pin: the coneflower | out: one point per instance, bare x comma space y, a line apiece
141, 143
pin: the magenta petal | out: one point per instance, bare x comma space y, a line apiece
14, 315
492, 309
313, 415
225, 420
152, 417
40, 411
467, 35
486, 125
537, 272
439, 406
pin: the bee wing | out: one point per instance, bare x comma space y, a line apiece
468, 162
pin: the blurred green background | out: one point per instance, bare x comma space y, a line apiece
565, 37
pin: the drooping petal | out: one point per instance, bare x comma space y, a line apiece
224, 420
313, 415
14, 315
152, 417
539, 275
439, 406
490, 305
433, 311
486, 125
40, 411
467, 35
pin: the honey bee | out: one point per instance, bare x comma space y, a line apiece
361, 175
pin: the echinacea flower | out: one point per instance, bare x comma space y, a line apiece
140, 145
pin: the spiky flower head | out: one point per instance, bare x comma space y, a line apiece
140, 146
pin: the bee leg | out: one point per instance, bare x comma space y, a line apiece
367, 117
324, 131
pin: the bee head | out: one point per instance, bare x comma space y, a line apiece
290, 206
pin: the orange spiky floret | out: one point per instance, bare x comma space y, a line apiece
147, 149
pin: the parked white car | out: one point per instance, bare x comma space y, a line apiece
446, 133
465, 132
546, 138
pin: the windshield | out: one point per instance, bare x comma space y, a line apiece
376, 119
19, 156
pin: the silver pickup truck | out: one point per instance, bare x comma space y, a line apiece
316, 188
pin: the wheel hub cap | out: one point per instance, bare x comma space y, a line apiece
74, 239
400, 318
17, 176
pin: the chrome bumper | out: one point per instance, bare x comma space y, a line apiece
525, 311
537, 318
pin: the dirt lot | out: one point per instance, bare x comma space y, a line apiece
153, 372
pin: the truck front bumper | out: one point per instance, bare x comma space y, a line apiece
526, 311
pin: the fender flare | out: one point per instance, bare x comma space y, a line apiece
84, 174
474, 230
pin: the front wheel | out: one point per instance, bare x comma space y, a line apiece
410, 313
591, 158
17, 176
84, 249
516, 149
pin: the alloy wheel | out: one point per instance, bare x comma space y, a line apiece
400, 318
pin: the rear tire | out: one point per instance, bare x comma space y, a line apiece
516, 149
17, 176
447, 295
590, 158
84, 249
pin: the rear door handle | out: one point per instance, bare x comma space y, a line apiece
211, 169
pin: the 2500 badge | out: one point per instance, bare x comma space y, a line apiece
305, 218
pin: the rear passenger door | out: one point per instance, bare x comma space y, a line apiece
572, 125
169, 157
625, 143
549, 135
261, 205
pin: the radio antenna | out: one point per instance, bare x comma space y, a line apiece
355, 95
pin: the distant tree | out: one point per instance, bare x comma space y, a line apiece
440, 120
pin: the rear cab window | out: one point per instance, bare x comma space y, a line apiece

Exercise goal
Can you rewrite every entry above as a numbered list, skipping any blank lines?

Result of this exercise
1. pin: the coneflower | out: one point per instance, bare x comma space y, a line apiece
2. 141, 143
3. pin: the magenta petal | out: one point per instance, bare x comma space y, a line apiece
4. 14, 315
5. 492, 309
6. 313, 415
7. 225, 420
8. 152, 417
9. 40, 411
10. 467, 35
11. 486, 125
12. 537, 272
13. 439, 406
14. pin: the bee wing | out: one point per instance, bare x comma space y, a line apiece
15. 468, 162
16. pin: the blurred green background | out: one point per instance, bare x comma space y, a line apiece
17. 565, 37
18. pin: the drooping petal | out: one point per instance, bare x comma space y, a line apiece
19. 224, 420
20. 313, 415
21. 14, 315
22. 152, 417
23. 539, 275
24. 439, 406
25. 490, 305
26. 433, 311
27. 486, 125
28. 40, 411
29. 467, 35
30. pin: the honey bee | out: one point per instance, bare x comma space y, a line apiece
31. 361, 175
32. pin: the echinacea flower | out: one point per instance, bare x comma space y, a line apiece
33. 140, 145
34. pin: the spiky flower head | out: one point per instance, bare x comma space y, a line apiece
35. 140, 146
36. pin: the bee leg | out: one point per instance, bare x comma space y, a line apiece
37. 367, 117
38. 324, 131
39. pin: the bee head | out: one point per instance, bare x comma space y, a line apiece
40. 290, 206
41. pin: the orange spiky floret | out: one point per instance, bare x comma space y, a line apiece
42. 147, 149
43. pin: the parked white car | out: one point per instance, bare x comma space y, a line apiece
44. 446, 133
45. 465, 132
46. 546, 138
47. pin: the windshield | out: one point per instance, bare x comma space y, a line apiece
48. 376, 119
49. 19, 156
50. pin: the silver pickup truck | out: one point per instance, bare x comma space y, a line apiece
51. 316, 188
52. pin: the wheel hub cap | out: one point per instance, bare x comma space y, a line apiece
53. 74, 239
54. 400, 318
55. 17, 176
56. pin: the chrome bumper | out: one point per instance, bare x comma space y, a line apiece
57. 525, 311
58. 537, 318
59. pin: the dirt lot | out: one point per instance, bare x comma space y, a line apiece
60. 153, 372
61. pin: the truck front bumper | out: one point per instance, bare x comma space y, a line apiece
62. 526, 311
63. pin: the fender flare | out: one point per instance, bare x comma space y, a line apiece
64. 84, 174
65. 474, 230
66. pin: the front wheel | out: one point per instance, bare x comma space y, a line apiece
67. 410, 313
68. 591, 158
69. 17, 176
70. 84, 249
71. 516, 149
72. pin: the alloy wheel | out: one point per instance, bare x comma space y, a line apiece
73. 400, 318
74. pin: the rear tire | out: one point per instance, bare x comma space y, a line apiece
75. 516, 149
76. 17, 176
77. 447, 295
78. 590, 158
79. 84, 249
80. pin: the rear door handle | out: one point per instance, bare x comma space y, a line apiece
81. 211, 169
82. pin: the 2500 badge | out: one point per instance, bare x comma space y, a line apiece
83. 305, 218
84. pin: the rear passenger door | out: one point per instance, bare x comma space y, a line apiece
85. 572, 125
86. 169, 157
87. 625, 143
88. 549, 135
89. 261, 205
90. pin: the radio antenna | out: one point per instance, bare x comma space y, a line apiece
91. 355, 95
92. pin: the distant tree | out: one point per instance, bare x comma space y, a line apiece
93. 440, 120
94. pin: the rear cab window | out: one point per instance, bare x comma space y, a line apiece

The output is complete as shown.